-- Problem set --
1/ In the court opinion, on what date did the Court hear oral argument?
2/ From the court opinion, copy word for word the passage that begins at the words "PartiesDISTRICT OF COLUMBIA, Plaintiff, v." and stops after "MD, for Defendants.".

-- Text provided --
■ ■ ■
District of Columbia v. Abramson, Civil Action No. 06-2105 (PLF).

Decision Date03 July 2007
Docket NumberCivil Action No. 06-2105 (PLF).
PartiesDISTRICT OF COLUMBIA, Plaintiff, v. Larry ABRAMSON and Caroline Newman, Defendants.
CourtU.S. District Court — District of Columbia

Veronica A. Porter, Office of Attorney General for the District of Columbia, The District of Columbia, Washington, DC, for Plaintiff.

Haylie Michelle Iseman, Michael J. Eig, Michael J. Eig & Associates, PC, Chevy Chase, MD, for Defendants.

OPINION

PAUL L. FRIEDMAN, District Judge.

This is a case brought under the Individuals with Disabilities Education Act, as amended, ("IDEA"), 20 U.S.C. § 1400 et seq. It is an appeal from a Hearing Officer Decision by the District of Columbia on behalf of the District of Columbia Public Schools ("DCPS"). The defendants are the parents of the student, S.A. There are cross motions for summary judgment before the Court. The Court heard oral argument on May 31, 2007.
■ ■ ■
-- Information shown --

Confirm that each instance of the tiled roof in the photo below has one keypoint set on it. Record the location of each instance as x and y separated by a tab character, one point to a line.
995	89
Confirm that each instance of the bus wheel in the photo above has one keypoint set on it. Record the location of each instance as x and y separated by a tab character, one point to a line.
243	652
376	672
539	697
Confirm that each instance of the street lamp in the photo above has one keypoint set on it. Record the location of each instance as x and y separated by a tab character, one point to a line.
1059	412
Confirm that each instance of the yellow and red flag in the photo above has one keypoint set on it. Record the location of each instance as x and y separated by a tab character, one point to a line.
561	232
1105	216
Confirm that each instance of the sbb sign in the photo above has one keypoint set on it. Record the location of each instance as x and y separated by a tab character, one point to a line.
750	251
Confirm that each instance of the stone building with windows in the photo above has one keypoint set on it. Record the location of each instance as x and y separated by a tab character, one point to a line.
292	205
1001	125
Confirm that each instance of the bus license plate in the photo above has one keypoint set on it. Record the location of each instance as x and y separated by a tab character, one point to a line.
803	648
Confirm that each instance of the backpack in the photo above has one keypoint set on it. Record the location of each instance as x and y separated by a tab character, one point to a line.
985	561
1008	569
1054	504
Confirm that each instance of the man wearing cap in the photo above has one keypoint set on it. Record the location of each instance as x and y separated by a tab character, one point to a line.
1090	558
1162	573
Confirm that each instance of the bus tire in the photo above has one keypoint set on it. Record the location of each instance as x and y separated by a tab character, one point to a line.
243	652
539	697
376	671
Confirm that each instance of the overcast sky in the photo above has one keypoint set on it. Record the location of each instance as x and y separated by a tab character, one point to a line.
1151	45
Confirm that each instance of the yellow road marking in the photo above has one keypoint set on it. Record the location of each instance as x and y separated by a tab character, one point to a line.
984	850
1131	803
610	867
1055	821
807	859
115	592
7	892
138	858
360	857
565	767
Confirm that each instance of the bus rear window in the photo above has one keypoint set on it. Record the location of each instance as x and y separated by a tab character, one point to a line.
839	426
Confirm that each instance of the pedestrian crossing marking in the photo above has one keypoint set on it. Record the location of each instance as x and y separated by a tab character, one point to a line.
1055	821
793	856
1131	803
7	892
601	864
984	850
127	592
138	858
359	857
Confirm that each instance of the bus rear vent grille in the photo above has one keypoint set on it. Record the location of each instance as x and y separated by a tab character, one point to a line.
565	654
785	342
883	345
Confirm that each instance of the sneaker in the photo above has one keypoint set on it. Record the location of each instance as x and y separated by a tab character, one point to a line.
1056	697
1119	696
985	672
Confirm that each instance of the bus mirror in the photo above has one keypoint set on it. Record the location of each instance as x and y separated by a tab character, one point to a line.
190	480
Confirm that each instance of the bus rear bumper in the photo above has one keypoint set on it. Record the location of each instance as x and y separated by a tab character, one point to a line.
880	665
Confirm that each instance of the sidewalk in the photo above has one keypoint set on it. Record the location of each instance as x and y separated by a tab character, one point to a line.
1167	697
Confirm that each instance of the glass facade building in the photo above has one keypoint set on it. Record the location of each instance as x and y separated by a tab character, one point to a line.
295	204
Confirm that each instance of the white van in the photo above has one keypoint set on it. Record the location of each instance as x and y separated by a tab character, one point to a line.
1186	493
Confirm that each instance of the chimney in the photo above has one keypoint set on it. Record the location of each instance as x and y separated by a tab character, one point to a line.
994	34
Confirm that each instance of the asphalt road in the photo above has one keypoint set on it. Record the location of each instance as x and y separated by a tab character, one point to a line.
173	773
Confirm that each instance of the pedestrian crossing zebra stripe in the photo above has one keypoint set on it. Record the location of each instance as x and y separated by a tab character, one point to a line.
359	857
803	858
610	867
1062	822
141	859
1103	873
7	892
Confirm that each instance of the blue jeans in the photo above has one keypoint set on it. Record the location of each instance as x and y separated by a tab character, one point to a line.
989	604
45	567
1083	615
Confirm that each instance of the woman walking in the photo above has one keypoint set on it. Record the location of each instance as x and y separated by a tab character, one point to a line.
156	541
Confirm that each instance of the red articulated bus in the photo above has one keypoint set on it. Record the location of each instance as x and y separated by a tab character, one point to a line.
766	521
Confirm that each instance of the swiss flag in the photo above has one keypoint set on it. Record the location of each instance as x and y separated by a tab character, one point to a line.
■ ■ ■
-- Expected results --
1/ May 31, 2007.

2/
PartiesDISTRICT OF COLUMBIA, Plaintiff, v. Larry ABRAMSON and Caroline Newman, Defendants.
CourtU.S. District Court — District of Columbia

Veronica A. Porter, Office of Attorney General for the District of Columbia, The District of Columbia, Washington, DC, for Plaintiff.

Haylie Michelle Iseman, Michael J. Eig, Michael J. Eig & Associates, PC, Chevy Chase, MD, for Defendants.